Exercise >> Extract every one of the lines below word for word, without changing anything.

── Given entries

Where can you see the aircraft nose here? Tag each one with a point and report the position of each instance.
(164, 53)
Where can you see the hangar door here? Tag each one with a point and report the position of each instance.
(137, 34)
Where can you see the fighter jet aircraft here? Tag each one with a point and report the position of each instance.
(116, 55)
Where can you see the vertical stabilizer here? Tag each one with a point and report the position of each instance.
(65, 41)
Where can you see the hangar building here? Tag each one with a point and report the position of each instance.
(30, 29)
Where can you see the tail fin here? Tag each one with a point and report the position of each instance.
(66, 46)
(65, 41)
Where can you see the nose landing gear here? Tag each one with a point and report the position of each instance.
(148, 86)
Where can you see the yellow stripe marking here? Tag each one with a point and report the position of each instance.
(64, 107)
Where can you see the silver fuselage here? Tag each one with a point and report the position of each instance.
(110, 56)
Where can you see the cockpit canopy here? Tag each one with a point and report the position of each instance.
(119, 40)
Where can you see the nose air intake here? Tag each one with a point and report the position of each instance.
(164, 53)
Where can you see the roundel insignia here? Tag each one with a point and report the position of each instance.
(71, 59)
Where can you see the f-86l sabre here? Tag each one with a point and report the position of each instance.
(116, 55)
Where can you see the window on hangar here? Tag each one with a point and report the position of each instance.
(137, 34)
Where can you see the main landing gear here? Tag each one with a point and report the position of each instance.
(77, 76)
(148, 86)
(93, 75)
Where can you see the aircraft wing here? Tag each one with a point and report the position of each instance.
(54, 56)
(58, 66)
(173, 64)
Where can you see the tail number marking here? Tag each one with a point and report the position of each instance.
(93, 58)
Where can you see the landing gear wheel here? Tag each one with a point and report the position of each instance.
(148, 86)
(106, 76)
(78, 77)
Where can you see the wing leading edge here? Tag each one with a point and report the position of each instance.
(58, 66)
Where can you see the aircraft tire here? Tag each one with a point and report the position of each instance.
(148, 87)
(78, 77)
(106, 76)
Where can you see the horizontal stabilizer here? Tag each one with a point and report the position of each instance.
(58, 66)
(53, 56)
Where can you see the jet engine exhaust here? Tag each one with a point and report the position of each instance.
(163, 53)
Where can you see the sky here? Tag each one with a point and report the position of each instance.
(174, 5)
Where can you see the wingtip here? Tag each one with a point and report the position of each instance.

────

Expected output >>
Where can you see the aircraft nose here? Tag each one with a point and report the position of each instance.
(164, 53)
Where can you see the hangar door here? Tag each one with a point and report the position of each instance.
(137, 34)
Where can you see the fighter jet aircraft here? Tag each one with a point and report the position of each instance.
(116, 55)
Where can you see the vertical stabilizer here? Tag each one with a point and report the position of each instance.
(65, 41)
Where can you see the hangar building here? Tag each one with a point and report the position of each instance.
(30, 29)
Where can you see the tail fin here? Tag each one with a point and report the position of each instance.
(66, 46)
(65, 41)
Where can you see the nose landing gear here? Tag each one with a point and report the position of each instance.
(148, 86)
Where can you see the yellow stripe marking here? Tag each one with a point and report the position of each instance.
(64, 107)
Where can you see the silver fuselage here? Tag each one with a point and report the position of each instance.
(110, 56)
Where can you see the cockpit canopy here? Tag each one with a point and report the position of each instance.
(119, 40)
Where can you see the nose air intake here? Tag each one with a point and report the position of each instance.
(164, 53)
Where can you see the roundel insignia here? Tag each one with a point and report the position of each instance.
(71, 59)
Where can you see the f-86l sabre here? Tag each one with a point and report the position of each instance.
(116, 55)
Where can you see the window on hangar here? Tag each one with a point and report the position of each instance.
(137, 34)
Where can you see the main landing gear here? Tag each one with a point and report the position of each instance.
(77, 76)
(148, 86)
(93, 75)
Where can you see the aircraft wing here? Tag each one with a point and report the position of each instance.
(54, 56)
(58, 66)
(173, 64)
Where can you see the tail number marking here? Tag each one with a point and report the position of each instance.
(93, 58)
Where can you see the landing gear wheel here? Tag each one with a point and report the position of each instance.
(148, 86)
(106, 76)
(78, 77)
Where can you see the wing leading edge here? Tag each one with a point and report the position of each instance.
(58, 66)
Where can you see the aircraft tire here? Tag each one with a point and report the position of each instance.
(148, 87)
(78, 77)
(106, 76)
Where can you see the horizontal stabilizer here? Tag each one with a point and report the position of each instance.
(58, 66)
(53, 56)
Where can you see the jet engine exhaust here? Tag each one with a point and report the position of each instance.
(163, 53)
Where can you see the sky here? Tag each one with a point and report the position of each instance.
(174, 5)
Where can you see the wingtip here? Tag each one with a point and report the position of each instance.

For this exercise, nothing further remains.